*** Exercise inputs ***

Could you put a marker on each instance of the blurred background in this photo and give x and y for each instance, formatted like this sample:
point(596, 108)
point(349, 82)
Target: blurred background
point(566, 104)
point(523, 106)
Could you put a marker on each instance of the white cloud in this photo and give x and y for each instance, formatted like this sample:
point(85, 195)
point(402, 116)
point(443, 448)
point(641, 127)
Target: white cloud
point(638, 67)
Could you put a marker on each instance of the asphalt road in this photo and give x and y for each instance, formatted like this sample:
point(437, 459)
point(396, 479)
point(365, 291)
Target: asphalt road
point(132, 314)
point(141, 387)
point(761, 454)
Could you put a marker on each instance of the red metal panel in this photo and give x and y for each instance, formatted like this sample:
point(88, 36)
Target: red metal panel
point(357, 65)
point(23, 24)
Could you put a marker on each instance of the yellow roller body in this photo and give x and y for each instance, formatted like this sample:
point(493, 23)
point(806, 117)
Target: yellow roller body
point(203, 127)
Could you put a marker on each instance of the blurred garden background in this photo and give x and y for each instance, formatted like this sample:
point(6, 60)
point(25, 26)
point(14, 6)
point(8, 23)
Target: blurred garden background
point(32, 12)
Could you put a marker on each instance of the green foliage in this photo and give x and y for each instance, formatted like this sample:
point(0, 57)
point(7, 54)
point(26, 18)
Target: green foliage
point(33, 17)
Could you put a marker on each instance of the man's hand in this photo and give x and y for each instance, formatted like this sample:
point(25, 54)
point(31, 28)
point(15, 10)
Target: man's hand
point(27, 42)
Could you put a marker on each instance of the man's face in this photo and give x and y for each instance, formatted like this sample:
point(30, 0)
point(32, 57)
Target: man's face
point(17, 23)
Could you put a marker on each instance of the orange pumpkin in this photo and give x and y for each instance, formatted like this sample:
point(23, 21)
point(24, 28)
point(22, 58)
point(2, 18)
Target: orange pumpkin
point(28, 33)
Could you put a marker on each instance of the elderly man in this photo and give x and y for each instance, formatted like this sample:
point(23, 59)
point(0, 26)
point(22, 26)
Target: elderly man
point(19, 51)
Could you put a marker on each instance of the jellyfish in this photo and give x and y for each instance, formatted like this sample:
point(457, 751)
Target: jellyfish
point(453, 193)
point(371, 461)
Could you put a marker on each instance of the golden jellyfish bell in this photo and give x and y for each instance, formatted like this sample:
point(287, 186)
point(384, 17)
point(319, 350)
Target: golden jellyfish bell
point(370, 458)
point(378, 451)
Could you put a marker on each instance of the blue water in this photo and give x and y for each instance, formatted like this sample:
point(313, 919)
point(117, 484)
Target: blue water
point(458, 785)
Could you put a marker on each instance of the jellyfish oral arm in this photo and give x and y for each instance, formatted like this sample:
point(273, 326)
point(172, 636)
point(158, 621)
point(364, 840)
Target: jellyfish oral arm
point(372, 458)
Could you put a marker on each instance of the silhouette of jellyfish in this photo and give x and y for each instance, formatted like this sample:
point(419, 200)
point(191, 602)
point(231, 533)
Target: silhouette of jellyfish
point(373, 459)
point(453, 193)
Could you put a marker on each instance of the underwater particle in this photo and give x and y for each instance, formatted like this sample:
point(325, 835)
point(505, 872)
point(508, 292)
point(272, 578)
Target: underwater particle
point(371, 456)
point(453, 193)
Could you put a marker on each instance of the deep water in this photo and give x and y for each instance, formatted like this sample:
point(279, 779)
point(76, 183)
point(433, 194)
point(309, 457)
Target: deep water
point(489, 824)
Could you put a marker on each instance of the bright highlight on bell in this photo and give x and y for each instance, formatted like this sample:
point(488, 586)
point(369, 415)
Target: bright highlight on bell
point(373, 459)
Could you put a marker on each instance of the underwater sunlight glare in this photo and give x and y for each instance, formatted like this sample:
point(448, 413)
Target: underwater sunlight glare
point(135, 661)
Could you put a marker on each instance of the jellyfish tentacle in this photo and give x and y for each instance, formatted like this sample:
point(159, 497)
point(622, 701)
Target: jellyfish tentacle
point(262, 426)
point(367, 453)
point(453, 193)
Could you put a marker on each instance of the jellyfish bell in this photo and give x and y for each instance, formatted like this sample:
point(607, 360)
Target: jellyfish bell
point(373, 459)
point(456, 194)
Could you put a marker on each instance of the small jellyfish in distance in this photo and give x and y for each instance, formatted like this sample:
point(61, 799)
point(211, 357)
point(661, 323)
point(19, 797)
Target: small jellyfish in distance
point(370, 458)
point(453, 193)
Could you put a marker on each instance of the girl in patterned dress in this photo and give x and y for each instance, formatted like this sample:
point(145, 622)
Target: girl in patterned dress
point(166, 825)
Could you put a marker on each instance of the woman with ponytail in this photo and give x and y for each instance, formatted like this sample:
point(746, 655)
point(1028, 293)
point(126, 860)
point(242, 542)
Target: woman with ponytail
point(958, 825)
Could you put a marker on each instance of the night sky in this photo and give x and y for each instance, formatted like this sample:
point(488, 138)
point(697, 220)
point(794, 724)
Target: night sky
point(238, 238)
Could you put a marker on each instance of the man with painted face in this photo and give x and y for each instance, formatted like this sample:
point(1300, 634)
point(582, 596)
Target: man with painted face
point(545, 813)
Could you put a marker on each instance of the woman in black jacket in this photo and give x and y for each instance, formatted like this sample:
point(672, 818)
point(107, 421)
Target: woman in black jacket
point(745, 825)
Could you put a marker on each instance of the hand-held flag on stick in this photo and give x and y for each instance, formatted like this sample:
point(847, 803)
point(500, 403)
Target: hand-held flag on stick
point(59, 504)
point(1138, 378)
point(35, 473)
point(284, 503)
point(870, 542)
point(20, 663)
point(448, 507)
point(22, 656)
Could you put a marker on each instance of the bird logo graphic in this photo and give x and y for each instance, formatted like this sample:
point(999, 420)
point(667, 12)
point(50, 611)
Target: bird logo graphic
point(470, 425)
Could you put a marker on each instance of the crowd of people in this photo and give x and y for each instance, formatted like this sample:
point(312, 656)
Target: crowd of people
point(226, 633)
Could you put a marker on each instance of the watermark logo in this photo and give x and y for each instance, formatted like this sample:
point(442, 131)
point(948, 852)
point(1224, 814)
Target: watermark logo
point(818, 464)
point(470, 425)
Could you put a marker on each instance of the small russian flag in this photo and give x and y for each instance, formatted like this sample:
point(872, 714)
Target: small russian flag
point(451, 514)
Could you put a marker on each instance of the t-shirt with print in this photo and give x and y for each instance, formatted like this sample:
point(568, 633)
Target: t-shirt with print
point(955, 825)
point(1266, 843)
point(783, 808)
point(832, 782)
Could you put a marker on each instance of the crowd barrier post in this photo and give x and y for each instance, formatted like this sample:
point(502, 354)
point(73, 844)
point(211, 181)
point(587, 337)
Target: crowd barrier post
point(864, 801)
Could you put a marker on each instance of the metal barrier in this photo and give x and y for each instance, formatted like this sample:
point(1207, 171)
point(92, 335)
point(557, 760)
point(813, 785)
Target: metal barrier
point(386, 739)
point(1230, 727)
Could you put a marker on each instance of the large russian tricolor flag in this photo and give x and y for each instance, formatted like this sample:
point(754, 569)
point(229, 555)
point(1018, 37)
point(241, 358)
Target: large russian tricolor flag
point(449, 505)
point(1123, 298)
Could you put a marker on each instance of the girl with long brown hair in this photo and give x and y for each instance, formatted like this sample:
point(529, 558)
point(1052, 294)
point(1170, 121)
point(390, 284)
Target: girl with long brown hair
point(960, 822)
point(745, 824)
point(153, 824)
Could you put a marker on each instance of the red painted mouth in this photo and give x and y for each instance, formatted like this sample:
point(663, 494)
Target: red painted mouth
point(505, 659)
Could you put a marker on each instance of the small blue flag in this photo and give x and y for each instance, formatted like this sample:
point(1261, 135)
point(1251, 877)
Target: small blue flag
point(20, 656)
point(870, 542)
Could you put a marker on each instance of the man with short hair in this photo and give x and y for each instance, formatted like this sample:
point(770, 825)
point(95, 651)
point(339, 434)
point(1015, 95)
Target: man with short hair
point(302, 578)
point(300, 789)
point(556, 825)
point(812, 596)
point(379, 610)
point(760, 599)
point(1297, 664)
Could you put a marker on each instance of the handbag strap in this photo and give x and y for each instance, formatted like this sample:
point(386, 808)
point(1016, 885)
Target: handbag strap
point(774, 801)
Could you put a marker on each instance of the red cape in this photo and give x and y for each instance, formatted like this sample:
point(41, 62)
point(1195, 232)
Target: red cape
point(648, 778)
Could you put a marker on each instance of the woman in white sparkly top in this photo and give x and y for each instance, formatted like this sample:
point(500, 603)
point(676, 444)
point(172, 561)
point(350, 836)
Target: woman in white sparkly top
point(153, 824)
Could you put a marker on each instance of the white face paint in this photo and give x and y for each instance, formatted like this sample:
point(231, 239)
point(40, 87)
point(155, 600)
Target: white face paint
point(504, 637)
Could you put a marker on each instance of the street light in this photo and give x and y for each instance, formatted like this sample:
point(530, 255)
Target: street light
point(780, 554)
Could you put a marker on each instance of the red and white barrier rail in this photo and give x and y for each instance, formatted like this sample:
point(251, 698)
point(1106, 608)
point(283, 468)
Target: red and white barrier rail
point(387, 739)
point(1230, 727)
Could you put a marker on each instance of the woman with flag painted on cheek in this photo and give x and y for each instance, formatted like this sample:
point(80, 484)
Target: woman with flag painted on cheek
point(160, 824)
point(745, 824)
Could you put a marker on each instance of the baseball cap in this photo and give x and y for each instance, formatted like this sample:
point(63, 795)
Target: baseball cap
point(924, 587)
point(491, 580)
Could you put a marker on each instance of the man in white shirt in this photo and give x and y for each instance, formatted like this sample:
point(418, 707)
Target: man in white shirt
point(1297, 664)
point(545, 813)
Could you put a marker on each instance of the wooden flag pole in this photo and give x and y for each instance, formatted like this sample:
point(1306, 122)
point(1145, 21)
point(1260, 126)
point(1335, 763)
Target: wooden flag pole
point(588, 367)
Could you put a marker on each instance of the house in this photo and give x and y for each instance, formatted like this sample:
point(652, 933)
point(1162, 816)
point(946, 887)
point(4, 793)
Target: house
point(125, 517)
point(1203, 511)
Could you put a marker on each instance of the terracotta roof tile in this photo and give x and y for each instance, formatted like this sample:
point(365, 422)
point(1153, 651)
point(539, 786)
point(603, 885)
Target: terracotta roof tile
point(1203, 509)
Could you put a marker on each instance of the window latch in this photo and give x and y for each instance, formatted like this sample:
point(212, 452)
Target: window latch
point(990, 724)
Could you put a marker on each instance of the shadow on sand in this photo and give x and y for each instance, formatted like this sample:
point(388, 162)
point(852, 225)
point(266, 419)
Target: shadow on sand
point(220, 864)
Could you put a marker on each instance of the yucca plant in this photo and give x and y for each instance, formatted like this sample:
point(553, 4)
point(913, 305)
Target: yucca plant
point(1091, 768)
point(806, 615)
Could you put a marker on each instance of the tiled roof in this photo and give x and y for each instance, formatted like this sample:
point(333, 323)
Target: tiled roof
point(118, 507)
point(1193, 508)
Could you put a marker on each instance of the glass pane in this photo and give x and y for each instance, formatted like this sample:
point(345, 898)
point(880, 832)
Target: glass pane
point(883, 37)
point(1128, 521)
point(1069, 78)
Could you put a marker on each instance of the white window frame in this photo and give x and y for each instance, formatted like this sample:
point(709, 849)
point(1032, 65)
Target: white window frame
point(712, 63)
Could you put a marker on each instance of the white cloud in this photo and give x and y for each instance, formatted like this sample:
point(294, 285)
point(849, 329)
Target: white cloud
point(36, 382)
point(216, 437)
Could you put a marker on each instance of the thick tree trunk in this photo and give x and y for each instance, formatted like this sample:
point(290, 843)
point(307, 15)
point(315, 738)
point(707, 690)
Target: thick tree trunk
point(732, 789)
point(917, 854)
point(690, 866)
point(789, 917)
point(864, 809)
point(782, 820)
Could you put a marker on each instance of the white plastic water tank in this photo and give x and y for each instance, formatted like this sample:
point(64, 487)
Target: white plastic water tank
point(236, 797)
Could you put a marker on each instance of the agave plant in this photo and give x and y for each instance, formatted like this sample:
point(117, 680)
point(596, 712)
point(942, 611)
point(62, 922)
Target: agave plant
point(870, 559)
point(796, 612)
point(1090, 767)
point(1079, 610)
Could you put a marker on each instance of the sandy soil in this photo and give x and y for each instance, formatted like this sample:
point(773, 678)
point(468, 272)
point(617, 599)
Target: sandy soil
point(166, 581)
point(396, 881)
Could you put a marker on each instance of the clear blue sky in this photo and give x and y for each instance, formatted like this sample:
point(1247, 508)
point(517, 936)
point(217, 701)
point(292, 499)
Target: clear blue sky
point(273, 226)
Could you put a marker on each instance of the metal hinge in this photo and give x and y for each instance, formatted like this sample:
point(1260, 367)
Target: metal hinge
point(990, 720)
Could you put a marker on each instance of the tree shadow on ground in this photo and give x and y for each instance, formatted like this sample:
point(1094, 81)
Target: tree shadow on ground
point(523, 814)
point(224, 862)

*** End of Exercise inputs ***

Assignment
Please copy nothing but the lines from the one that holds "Could you put a marker on each instance of the sandy" through the last line of the material above, exactly as written.

Task answer
Could you put a marker on each instance of the sandy soil in this photo and give x and y for each instance, formatted like this sample:
point(773, 678)
point(468, 272)
point(617, 599)
Target: sandy soil
point(166, 581)
point(396, 881)
Could you put a marker on each instance of the clear blue sky in this photo and give x and y for each instance, formatted like this sample:
point(1247, 508)
point(517, 936)
point(217, 701)
point(292, 499)
Target: clear blue sky
point(273, 226)
Could you put a marker on each instance of the metal hinge in this photo and give x and y for each instance, formatted like this sample:
point(1260, 367)
Target: metal hinge
point(990, 720)
Could you put a marker on each instance of the tree shadow on ground in this photo and give x and y for each instance, formatted like this sample:
point(1094, 81)
Target: tree shadow on ground
point(523, 814)
point(224, 862)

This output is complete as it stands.